■ TASK ITEM
Search term "dark": copy each line of the records that contains it.

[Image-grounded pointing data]
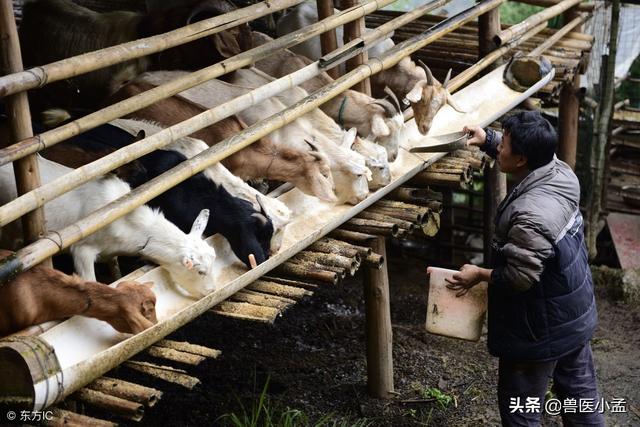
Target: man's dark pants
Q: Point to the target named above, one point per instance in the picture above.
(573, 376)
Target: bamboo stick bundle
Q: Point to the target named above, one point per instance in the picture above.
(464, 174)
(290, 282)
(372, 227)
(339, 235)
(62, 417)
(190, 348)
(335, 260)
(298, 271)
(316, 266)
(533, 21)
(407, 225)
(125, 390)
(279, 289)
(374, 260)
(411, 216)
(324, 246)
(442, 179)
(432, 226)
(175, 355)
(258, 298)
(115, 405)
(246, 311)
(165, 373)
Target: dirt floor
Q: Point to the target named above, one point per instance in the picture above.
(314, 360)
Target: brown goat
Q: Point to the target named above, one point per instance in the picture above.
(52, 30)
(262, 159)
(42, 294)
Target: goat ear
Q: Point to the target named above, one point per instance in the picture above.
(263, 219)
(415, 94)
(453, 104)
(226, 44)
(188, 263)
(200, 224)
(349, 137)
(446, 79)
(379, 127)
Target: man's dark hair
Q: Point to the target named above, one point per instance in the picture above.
...
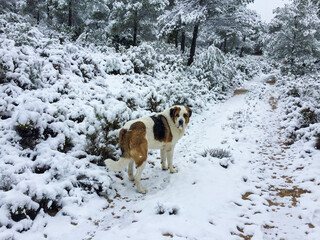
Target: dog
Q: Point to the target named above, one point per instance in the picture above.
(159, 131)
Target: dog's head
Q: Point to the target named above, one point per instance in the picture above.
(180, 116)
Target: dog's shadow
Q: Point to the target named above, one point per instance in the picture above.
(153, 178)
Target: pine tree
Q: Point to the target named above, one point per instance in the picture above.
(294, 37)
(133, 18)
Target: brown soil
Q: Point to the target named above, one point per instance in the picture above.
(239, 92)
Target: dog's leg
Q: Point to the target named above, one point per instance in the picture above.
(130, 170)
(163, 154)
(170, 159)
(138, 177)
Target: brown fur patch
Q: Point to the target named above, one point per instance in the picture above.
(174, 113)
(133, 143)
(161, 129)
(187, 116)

■ YOUR RESPONSE
Target: man's dark pants
Target: man's dark hair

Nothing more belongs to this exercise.